▶ **Work task 1**
Please translate this sentence from the provider education text into Spanish: "This is the first step to performance assessment and eventually to performance improvement."
▶ **Work task 2**
Reproduce the portion of the provider education text between "A physician-written article" and "judgment into question.", inclusive.

▶ **Text**
BEGIN
Provider Education and Engagement

Real behavior change can happen only when physicians truly understand their prescribing tendencies. This requires awareness of prescribing habits that is informed by trustworthy data clearly presented in the dashboard. This is the first step to performance assessment and eventually to performance improvement. Some physicians may be convinced when a physician leader puts the data in front of them. Others may resist, insisting their professional experience validates their prescribing practices. One way to disprove their misconceptions (see Table 1) is to counter the assertions made with verifiable information backed up by factual data.

A physician-written article in the Harvard Business Review stated that “physicians are mesmerized by data and cannot look away.” It cited a strategy by Brent James, MD, executive director at the Institute for Health Care Delivery at Intermountain Healthcare: “Rather than make a frontal attack on physicians’ autonomy, he wears down their resistance to change by showing them how their practice varies from the norm.”

Arming providers with data and appropriateness measures can help them determine whether their prescribing behavior for opioids is consistent with peer-developed guidelines. Making prescribing data available to physicians allows them to self-correct without bringing their clinical judgment into question.
END
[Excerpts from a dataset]
BEGIN
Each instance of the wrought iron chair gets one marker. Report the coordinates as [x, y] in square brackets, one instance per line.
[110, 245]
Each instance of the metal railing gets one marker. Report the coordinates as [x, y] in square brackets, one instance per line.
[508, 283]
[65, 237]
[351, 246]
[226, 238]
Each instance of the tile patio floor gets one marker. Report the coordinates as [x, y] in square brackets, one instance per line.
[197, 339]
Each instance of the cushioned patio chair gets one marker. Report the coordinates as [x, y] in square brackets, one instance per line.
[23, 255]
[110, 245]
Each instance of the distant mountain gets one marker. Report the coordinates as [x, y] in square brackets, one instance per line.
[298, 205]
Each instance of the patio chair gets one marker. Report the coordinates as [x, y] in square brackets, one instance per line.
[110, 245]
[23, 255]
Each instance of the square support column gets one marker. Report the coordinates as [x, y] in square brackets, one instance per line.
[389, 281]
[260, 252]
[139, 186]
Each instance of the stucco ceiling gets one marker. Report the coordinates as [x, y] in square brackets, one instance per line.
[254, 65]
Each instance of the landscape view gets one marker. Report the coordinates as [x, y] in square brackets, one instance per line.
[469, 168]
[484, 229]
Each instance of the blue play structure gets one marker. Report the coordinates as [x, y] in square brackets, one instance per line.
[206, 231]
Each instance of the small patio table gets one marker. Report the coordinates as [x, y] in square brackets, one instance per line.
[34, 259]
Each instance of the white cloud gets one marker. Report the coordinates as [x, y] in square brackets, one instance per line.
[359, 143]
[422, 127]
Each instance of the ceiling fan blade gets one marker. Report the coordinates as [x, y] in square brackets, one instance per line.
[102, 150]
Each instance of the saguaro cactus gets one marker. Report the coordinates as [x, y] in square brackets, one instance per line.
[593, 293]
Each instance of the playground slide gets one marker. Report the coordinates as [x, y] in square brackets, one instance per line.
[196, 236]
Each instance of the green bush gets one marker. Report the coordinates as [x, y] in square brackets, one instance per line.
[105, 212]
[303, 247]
END
▶ **Task response 1**
Este es el primer paso hacia la evaluación del desempeño y, con el tiempo, hacia la mejora del desempeño.

▶ **Task response 2**
A physician-written article in the Harvard Business Review stated that “physicians are mesmerized by data and cannot look away.” It cited a strategy by Brent James, MD, executive director at the Institute for Health Care Delivery at Intermountain Healthcare: “Rather than make a frontal attack on physicians’ autonomy, he wears down their resistance to change by showing them how their practice varies from the norm.”

Arming providers with data and appropriateness measures can help them determine whether their prescribing behavior for opioids is consistent with peer-developed guidelines. Making prescribing data available to physicians allows them to self-correct without bringing their clinical judgment into question.